**** TRECHO ****

Depois de cinco (5) anos de entrada em operação da hidrelétrica, os problemas da população Apinajé, apenas pioraram. Apesar de existir um “programa de compensação” (ver processo FUNAI nº 08620.001457/2001 – 35) que (em tese) serviria para amenizar e mitigar os supostos impactos da obra na terra e na vida da população indígena, nesse período só aumentou e agravou se os problemas internos das comunidades. De fato essa “compensação” está gerando mais impactos negativos e transtornos na vida da população Apinajé, do que a própria hidrelétrica em si.

Foram muitas as ilusões e expectativas criadas em torno dessa obra, construída com promessas de “desenvolver a região e compensar os povos atingidos”. Quem é impactado sabe que a realidade é bem diferente. A nossa população Apinajé, atingida pela UHE Estreito, que resistimos contra a construção do empreendimento, agora estamos experimentando o que realmente significam as expressões “desenvolvimento” e “compensação”. Em três (3) anos assistimos à quantidade de aldeias aumentarem de 18 em 2013 para 34 em 2015. A criação de novas aldeias em sua maioria é sempre motivada por divergências e cisões internas por causa dessa “bendita compensação”.

****

--- LISTA DE TAREFAS ---
• 1. Pode transcrever fielmente, do texto sobre os Apinajé, a passagem que vai de "Depois de cinco" até "hidrelétrica em si."?
• 2. Como fica, em forma de lista e com os fatos principais, o parágrafo do texto sobre os Apinajé que começa com "Foram muitas as ilusões"?
• 3. Como você daria continuidade ao texto sobre os Apinajé e a UHE Estreito a partir do ponto em que ele termina?

**** EXCERTOS DOS REGISTROS ****

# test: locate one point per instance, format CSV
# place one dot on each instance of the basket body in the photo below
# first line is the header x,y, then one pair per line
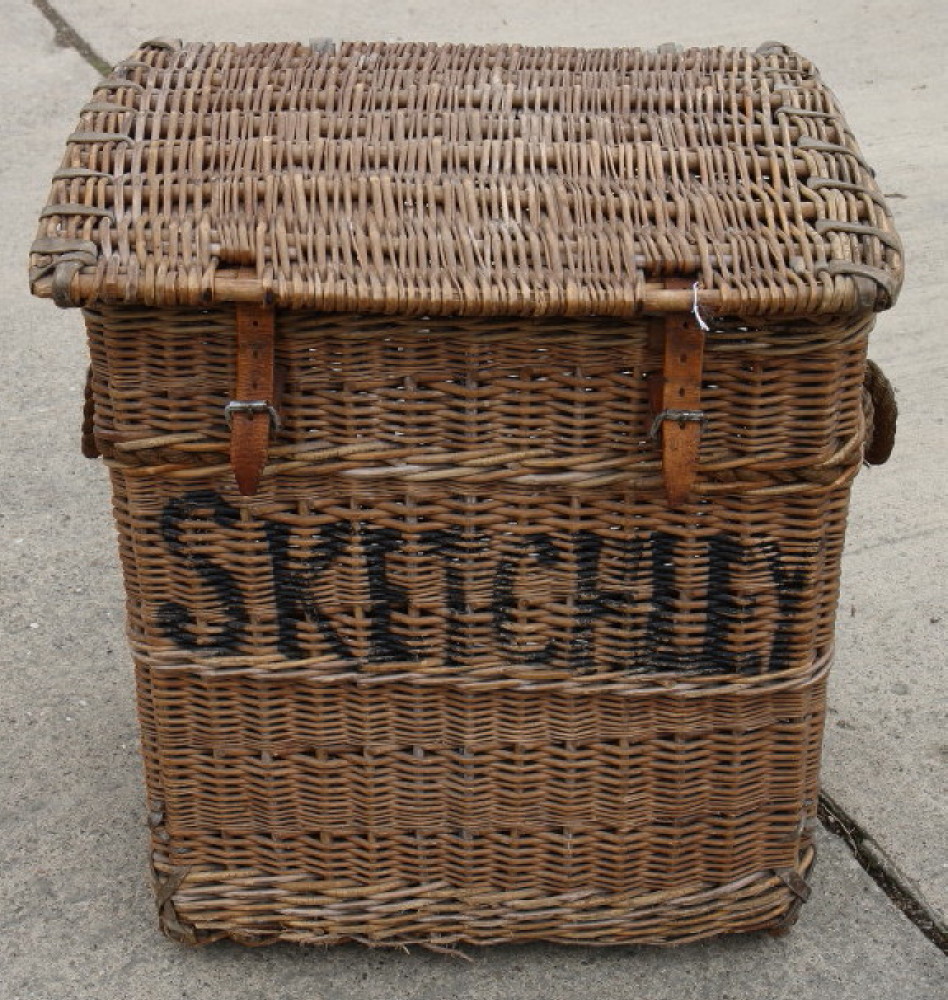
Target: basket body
x,y
476,592
457,673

****

--- RESPOSTAS ABAIXO ---
• 1.
Depois de cinco (5) anos de entrada em operação da hidrelétrica, os problemas da população Apinajé, apenas pioraram. Apesar de existir um “programa de compensação” (ver processo FUNAI nº 08620.001457/2001 – 35) que (em tese) serviria para amenizar e mitigar os supostos impactos da obra na terra e na vida da população indígena, nesse período só aumentou e agravou se os problemas internos das comunidades. De fato essa “compensação” está gerando mais impactos negativos e transtornos na vida da população Apinajé, do que a própria hidrelétrica em si.

• 2.
- A UHE Estreito foi construída com promessas de "desenvolver a região e compensar os povos atingidos", que geraram muitas ilusões e expectativas.
- Quem é impactado sabe que a realidade é bem diferente.
- A população Apinajé, atingida pela obra e que resistiu à sua construção, agora experimenta o que de fato significam "desenvolvimento" e "compensação".
- Em três anos, o número de aldeias passou de 18, em 2013, para 34, em 2015.
- A maioria das novas aldeias surge de divergências e cisões internas causadas pela "compensação".

• 3.
Devido à proximidade com as cidades de Tocantinópolis-TO, Maurilândia-TO, São Bento do Tocantins-TO, Cachoeirinha-TO, Luzinópolis-TO e os povoados de Passarinho, Olho D’Água, Ribeirão Grande e Folha Grossa, todos no município de Tocantinópolis e da cidade de Campestre–A, com a construção da obra multiplicaram-se as invasões e pressões de não índios, sobre as aldeias Apinajé. No momento estamos verificando o aumento de problemas internos nas comunidades causados por pescadores, exploradores de madeiras, coletores de frutas e traficantes de bebidas alcoólicas e drogas, e outros intrusos vindos dessas cidades e povoados do entorno.

Estamos acompanhando com bastante preocupação o aumento da pressão social e ambiental sobre as áreas vulneráveis localizadas no extremo Norte e Oeste, nas regiões do Pontal, Veredão e Cocalinho constantemente invadidas por não-índios das cidades e povoados vizinhos. No mês de março de 2015, constatamos a avanço de construções de algumas moradias na localidade Veredão, às margens da rodovia BR 230 em locais muito próximos à divisa da área Apinajé. Existem fortes indícios que essas construções estejam sendo construída dentro da Terra Indígena.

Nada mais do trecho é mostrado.